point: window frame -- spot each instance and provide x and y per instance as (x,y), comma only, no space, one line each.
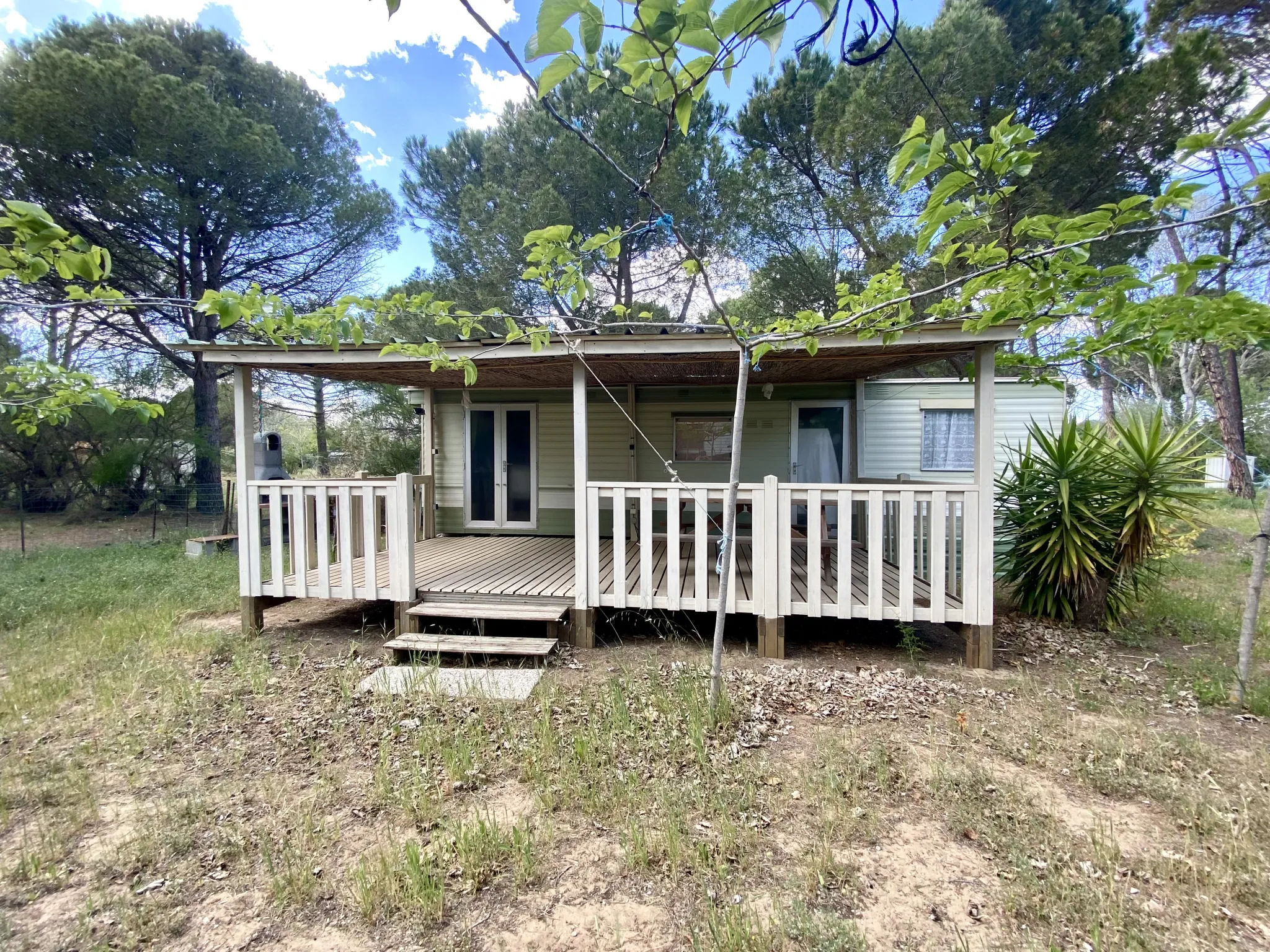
(699,416)
(922,466)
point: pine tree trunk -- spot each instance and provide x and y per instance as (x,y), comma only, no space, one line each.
(1106,385)
(1249,627)
(207,446)
(321,426)
(1093,610)
(729,527)
(1230,421)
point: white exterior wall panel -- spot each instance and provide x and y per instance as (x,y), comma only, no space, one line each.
(893,423)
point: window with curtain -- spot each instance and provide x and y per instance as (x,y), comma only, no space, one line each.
(948,441)
(703,439)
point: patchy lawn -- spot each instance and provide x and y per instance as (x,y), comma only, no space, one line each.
(166,783)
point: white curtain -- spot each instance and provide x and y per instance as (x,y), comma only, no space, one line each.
(817,459)
(948,439)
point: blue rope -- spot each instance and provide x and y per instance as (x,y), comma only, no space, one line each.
(666,223)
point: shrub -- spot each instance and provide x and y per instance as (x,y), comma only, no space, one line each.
(1089,509)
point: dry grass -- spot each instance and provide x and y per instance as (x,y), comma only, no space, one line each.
(168,783)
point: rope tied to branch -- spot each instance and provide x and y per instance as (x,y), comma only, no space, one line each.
(724,541)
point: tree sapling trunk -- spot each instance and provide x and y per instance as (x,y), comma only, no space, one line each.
(1249,627)
(321,426)
(727,545)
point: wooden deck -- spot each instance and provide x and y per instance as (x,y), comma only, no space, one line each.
(541,568)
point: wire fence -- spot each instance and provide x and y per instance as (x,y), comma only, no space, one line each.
(30,518)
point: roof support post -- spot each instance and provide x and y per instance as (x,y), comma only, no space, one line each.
(580,528)
(244,467)
(426,433)
(985,478)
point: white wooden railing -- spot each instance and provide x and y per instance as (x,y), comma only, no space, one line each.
(913,552)
(334,539)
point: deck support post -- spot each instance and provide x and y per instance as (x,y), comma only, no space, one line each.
(253,614)
(978,645)
(244,469)
(985,479)
(580,528)
(403,622)
(582,627)
(771,638)
(252,609)
(426,433)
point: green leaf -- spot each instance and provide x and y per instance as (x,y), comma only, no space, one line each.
(591,29)
(557,71)
(558,42)
(683,112)
(554,13)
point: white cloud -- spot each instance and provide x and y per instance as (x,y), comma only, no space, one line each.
(378,162)
(11,19)
(313,37)
(495,90)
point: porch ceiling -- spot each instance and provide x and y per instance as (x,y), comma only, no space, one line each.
(616,359)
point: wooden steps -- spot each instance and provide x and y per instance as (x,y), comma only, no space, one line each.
(487,610)
(470,645)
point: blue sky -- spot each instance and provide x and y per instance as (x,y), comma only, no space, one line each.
(426,71)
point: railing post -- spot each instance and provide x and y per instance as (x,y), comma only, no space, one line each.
(401,541)
(985,478)
(770,558)
(584,626)
(249,517)
(426,516)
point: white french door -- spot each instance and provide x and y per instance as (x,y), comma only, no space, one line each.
(500,466)
(818,454)
(819,443)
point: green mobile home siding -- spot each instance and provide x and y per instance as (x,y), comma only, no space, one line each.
(765,450)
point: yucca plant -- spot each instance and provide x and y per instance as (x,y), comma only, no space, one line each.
(1088,511)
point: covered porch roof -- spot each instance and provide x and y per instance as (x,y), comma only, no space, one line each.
(618,359)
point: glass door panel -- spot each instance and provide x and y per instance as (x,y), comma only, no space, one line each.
(518,466)
(819,441)
(482,465)
(500,466)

☆ ☆ ☆ ☆

- [How to complete this task] Print each entry precisely as written; the pictures stay out.

- [Written response]
point: window frame -- spot each instance and provide x and y per instance as (x,y), comma only, no space, one line each.
(699,416)
(922,466)
point: pine tree trunk -- spot each instance and provide x and y per instance as (x,y), comma only, no space, one line each.
(1106,385)
(1249,627)
(207,446)
(321,426)
(1093,610)
(729,527)
(1230,421)
point: white exterior wall panel -- spot each instance and provide x and y per instance as (x,y), comma only, no space, one line each.
(893,423)
point: window with curtain -- spot each instance and provide x and y per instance as (x,y), comma only, no space, one line each.
(948,441)
(703,439)
point: patchy lawn -- spot each instance and provide x and y per instance as (x,y), comma only, no space, one line each.
(166,783)
point: white curtain -- spot each instance and provide x and y per instance as (x,y), comma only, no space, one line each.
(817,459)
(948,439)
point: blue rope -- spot each instance and provide x and y per instance as (x,y), comma only, no space, one line each.
(666,223)
point: shrub -- spot each instance and provide x and y per instance as (x,y), comma only, no space, one line each.
(1089,509)
point: dry grass -- spot each instance and provide x and y per instance as (x,y), comma only, no space, one line each.
(168,783)
point: rope tied to branch -- spot each instance and provide x and y per instance as (x,y), comma only, no space, one line each.
(724,541)
point: tree sapling trunk -- spot each instance and provide x and y per instance as (x,y), comma only, no space, one line each.
(1249,627)
(321,426)
(727,545)
point: wooden deck -- spot each instance and provide x and y per instance as (x,y), comma only, no space, one line each.
(541,568)
point: wire fence -- spot each instance and provide x and y per instance as (x,y), comma only, no space, one line each.
(30,518)
point: roof support post -- spot each instance and provide x and y per instance as (x,y), comma only, no space, one line each.
(580,528)
(244,467)
(426,433)
(985,478)
point: white wooden railing -- spot each instance and provide x and y per instance as (x,y), comma only, no space, one line each.
(913,552)
(334,539)
point: deck support post -- spot each instance and provide x and y per instance as (x,y), comma only, no space, one line each.
(253,614)
(978,645)
(244,469)
(985,479)
(580,528)
(403,622)
(582,627)
(771,638)
(252,609)
(426,433)
point: green leaf -- spot each instance and provide x and y per instance as (x,y), comma only, no space, one line each.
(591,29)
(557,71)
(558,42)
(683,112)
(554,13)
point: white cloud -- spot each instance and provide x and y per instance as (x,y), comma only, no space, one line each.
(378,162)
(11,19)
(313,37)
(495,90)
point: porch ceiling -- spot each instance and provide x and y per instance as (x,y), comma only, no space, one line each.
(616,359)
point: wooden steps -- spot each instance and provide x and y per instance as (x,y), comma only, no space, one line each.
(487,610)
(470,645)
point: blue sky -- spot each instance and provide x and y per instance as (x,y), comma only, no space, one line each.
(426,71)
point: railing post -- spot each instance and provide x and y per instance as (x,y), comma only, no space, one line each.
(401,541)
(985,478)
(770,558)
(584,626)
(249,517)
(426,516)
point: white french door -- spot each instance and provide x and y per instance as (x,y), comma only, no space, one line each.
(500,466)
(818,454)
(819,443)
point: green mobile home siding -- spot each instance and provide x and y per instance as (x,y), comma only, no space, one line each.
(765,450)
point: yucca plant -- spot each instance and provide x and y per instance as (x,y), comma only, no space, one line each.
(1088,511)
point: covered porch roof -- spot each instance and provide x and y per instance as (x,y), comma only, no space, one line each.
(618,359)
point: glass door panel -- spot each instance and provide x and y per instance as (x,y), comma only, no space, one line each.
(518,466)
(819,441)
(482,465)
(500,466)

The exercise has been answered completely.